WHAT TO DO
In the commentary below on sending U.S. troops into Syria, retype word for word the section starting at "Could the defense" and ending at "Russians, that is.".

GIVEN PASSAGE
☆ ☆ ☆ ☆
I have a question. Now that we're in, how do we get out?
We're there, on the ground, with troops committed, in the most violent sector on earth. Regional infighting reigns, factions have ramified, ancient religious hostilities thrive; all of which makes the Balkans, circa 1910, a relatively intelligible, straightforward problem — and Southeast Asia, a half-century later, child's play. One superpower was already sucked in — willingly — and now another joins the byzantine turmoil. Once joined, how to disengage?
Will it be 50 special-ops forces disengaging, whenever that day (year, decade) comes? Most unlikely. Yesterday, a Pentagon official "call[ed] the move a first step as officials continue to reevaluate the need for more special forces troops on the front lines." A first step, continuing reevaluations and the need for more troops, which hardly makes for a hanging mystery.
Could the defense official have been more explicit? He sure could: "You shouldn't rule out anything. We'll adjust once we get a better sense of who's on the ground, their capability and what's actually needed."
Ah, they'll adjust — Pentagonese for "escalate." They don't yet know "what's actually needed."
Let's dust off the ouija board: Are 50 U.S. troops in northeast Syria likely to act as an enormous magnet to ISIS, which is itching for a recruitment-lathered fight with the West's Satan? Strike that; there's no need to ask, for the defense official had some famous last words: "The area where we're planning to place [U.S. forces] is not an area [the Russians] have struck, nor would they need to strike. It's not ISIL and it's not regime-controlled, so we don't anticipate any problems." With the Russians, that is.
☆ ☆ ☆ ☆
RECORD SET
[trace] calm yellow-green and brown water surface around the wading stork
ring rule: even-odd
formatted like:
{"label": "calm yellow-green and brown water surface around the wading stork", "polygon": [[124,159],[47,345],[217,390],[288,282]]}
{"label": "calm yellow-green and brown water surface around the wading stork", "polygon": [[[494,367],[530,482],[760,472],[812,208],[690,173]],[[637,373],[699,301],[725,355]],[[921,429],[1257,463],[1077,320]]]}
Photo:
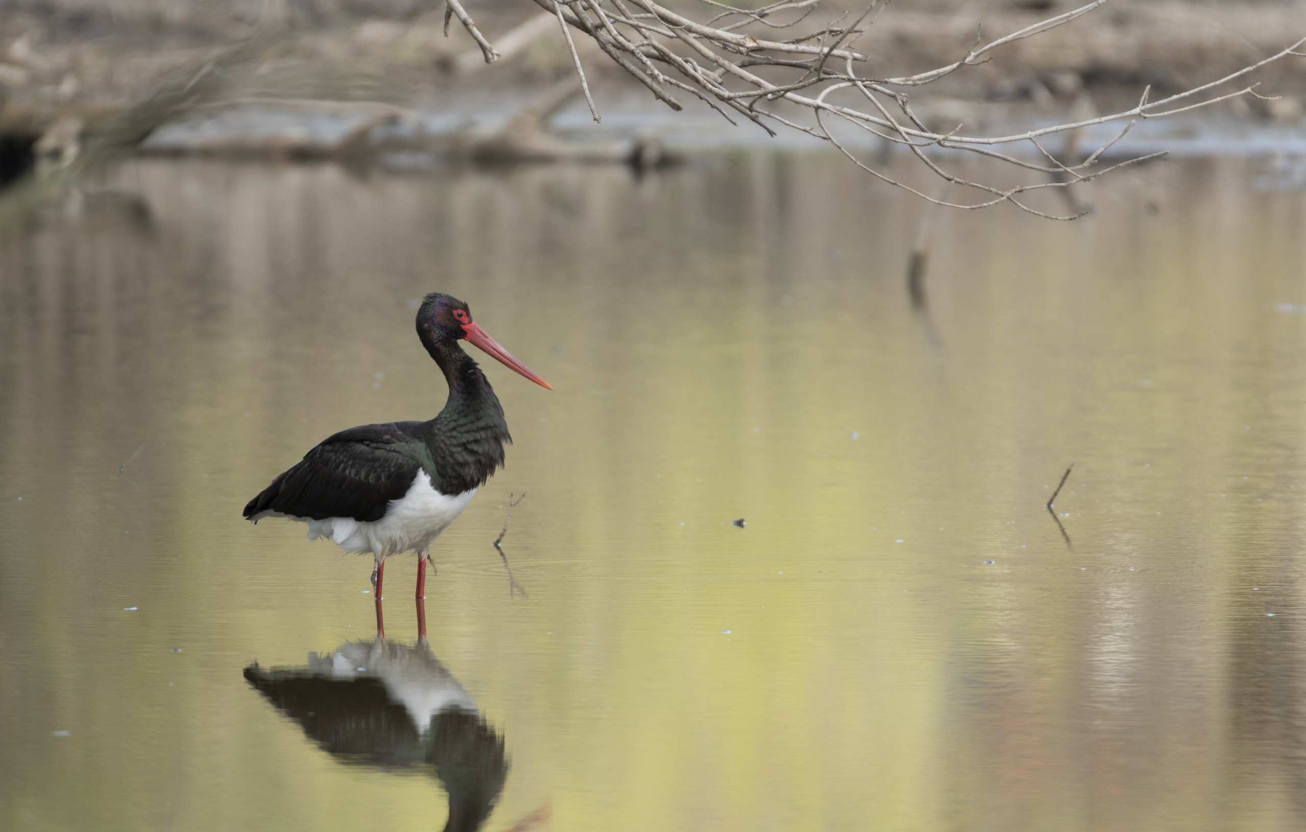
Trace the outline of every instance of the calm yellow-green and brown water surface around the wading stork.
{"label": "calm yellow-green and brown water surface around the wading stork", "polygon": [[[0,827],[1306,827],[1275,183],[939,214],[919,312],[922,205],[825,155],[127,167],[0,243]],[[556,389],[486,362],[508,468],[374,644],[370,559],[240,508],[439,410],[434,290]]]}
☆ ☆ ☆ ☆
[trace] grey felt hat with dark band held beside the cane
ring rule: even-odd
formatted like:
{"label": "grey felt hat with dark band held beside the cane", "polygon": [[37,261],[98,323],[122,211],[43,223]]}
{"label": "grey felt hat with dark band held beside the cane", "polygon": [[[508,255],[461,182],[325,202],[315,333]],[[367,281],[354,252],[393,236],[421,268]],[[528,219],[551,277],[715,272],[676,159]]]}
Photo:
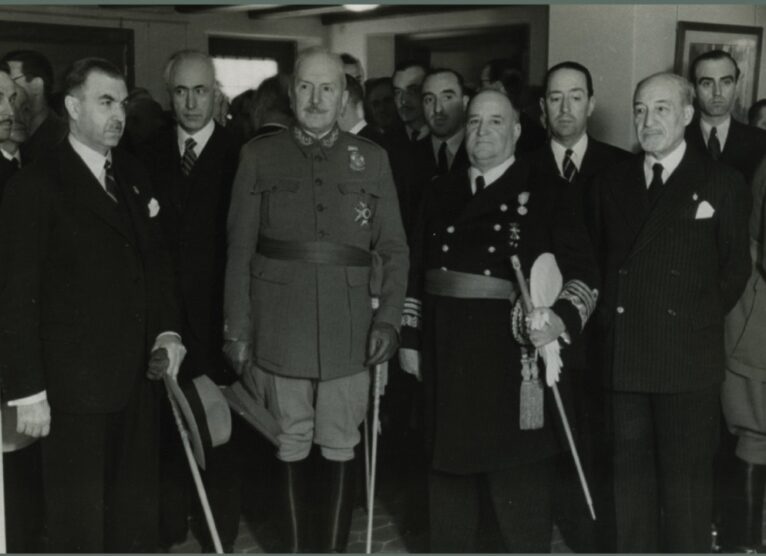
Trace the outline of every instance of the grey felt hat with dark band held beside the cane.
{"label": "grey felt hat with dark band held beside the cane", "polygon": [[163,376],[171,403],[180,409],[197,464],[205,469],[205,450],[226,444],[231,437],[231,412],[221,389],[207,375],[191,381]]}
☆ ☆ ☆ ☆
COMPLETED TASK
Could the defense official have been more explicit? He sure could: "You shouldn't rule out anything. We'll adjust once we get a better sense of who's on the ground, their capability and what's actually needed."
Ah, they'll adjust — Pentagonese for "escalate." They don't yet know "what's actually needed."
Let's dust off the ouija board: Are 50 U.S. troops in northeast Syria likely to act as an enormous magnet to ISIS, which is itching for a recruitment-lathered fight with the West's Satan? Strike that; there's no need to ask, for the defense official had some famous last words: "The area where we're planning to place [U.S. forces] is not an area [the Russians] have struck, nor would they need to strike. It's not ISIL and it's not regime-controlled, so we don't anticipate any problems." With the Russians, that is.